FCC gives SpaceX “green light” to expand Starlink constellation to 15,000 satellites

SpaceX launches its Falcon 9 rocket from Space Launch Complex 40 at Cape Canaveral Space Force Station on Jan. 9, 2025, on the Starlink 6-96 mission. Image: Michael Cain/Spaceflight Now

Update Jan. 9, 6:14 p.m. EST (2214 UTC): SpaceX confirms satellite deployment. Adding FCC announcement details.

The Federal Communications Commission granted SpaceX the ability to expand its Starlink constellation in low Earth orbit to a total of up to 15,000 satellites.

The announcement Friday evening from the FCC came less than an hour after SpaceX launched its latest batch of Starlink V2 Mini Optimized satellites from Cape Canaveral Space Force Station in Florida.

“This FCC authorization is a game-changer for enabling next-generation services,” said FCC Chairman Brendan Carr in a statement. “By authorizing 15,000 new and advanced satellites, the FCC has given SpaceX the green light to deliver unprecedented satellite broadband capabilities, strengthen competition, and help ensure that no community is left behind.”

SpaceX’s Falcon 9 lifted off from Space Launch Complex 40 at 4:41 p.m. EST (2141 UTC) with the rocket flying on a south-easterly trajectory after flying away from the pad.

SpaceX launched the mission using the Falcon 9 booster with the tail number 1069. This was its 29th flight after launching missions, like CRS-24, Eutelsat Hotbird 13F and 24 batches of Starlink satellites.

Nearly 8.5 minutes after liftoff, B1069 landed on the drone ship, ‘A Shortfall of Gravitas,’ positioned in the Atlantic Ocean to the east of The Bahamas. This was the 138th landing on this vessel and the 556th booster landing for SpaceX to date.

A little more than an hour after liftoff, the 29 Starlink satellites deployed into orbit. According to astronomer and expert orbital tracker Jonathan McDowell, there were more than 9,400 Starlink satellites in orbit as of Jan. 5.
* * * * * * *
_Work to complete_. In the Starlink launch article, which drone ship did booster B1069 land on?

_Dataset_.
* * * * * * *
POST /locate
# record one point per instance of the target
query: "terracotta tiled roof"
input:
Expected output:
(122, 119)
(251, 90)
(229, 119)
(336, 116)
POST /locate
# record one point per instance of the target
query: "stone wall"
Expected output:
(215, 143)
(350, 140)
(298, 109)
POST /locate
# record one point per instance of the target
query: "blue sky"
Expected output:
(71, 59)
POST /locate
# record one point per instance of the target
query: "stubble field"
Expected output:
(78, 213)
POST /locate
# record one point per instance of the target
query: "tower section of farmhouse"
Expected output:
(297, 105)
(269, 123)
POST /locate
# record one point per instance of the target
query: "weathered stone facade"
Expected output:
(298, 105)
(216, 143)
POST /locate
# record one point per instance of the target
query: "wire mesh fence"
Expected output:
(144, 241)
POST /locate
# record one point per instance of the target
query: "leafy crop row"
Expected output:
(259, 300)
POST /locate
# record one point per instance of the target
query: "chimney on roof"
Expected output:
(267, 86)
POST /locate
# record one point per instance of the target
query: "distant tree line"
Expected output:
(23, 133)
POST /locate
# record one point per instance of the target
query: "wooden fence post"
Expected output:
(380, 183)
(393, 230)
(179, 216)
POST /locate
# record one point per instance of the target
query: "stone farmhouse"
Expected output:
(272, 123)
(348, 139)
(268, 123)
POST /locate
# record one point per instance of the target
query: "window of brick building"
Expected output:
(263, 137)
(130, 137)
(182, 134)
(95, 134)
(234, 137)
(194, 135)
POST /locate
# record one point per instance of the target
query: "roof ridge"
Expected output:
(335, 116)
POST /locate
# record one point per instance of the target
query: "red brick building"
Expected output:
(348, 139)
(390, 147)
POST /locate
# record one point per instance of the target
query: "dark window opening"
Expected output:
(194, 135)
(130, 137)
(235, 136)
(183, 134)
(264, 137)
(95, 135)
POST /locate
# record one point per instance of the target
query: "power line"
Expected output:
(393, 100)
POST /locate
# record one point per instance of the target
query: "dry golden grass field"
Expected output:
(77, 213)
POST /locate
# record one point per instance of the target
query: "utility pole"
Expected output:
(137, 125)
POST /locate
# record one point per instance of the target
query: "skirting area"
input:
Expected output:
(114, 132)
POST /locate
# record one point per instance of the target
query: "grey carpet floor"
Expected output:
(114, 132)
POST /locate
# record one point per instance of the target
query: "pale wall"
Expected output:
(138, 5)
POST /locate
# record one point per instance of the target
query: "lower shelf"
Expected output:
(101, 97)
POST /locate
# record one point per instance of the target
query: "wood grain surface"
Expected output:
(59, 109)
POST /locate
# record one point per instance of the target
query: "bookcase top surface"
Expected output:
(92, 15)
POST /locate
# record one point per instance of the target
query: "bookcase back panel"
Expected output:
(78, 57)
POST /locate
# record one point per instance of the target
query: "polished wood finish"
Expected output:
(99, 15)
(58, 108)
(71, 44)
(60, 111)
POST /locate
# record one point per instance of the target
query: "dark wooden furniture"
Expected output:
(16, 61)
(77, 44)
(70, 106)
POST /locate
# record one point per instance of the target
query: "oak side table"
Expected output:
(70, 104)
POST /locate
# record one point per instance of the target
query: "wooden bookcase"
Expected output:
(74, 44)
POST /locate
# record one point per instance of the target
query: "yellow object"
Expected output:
* * * * * * *
_Solution to this problem_. 'A Shortfall of Gravitas'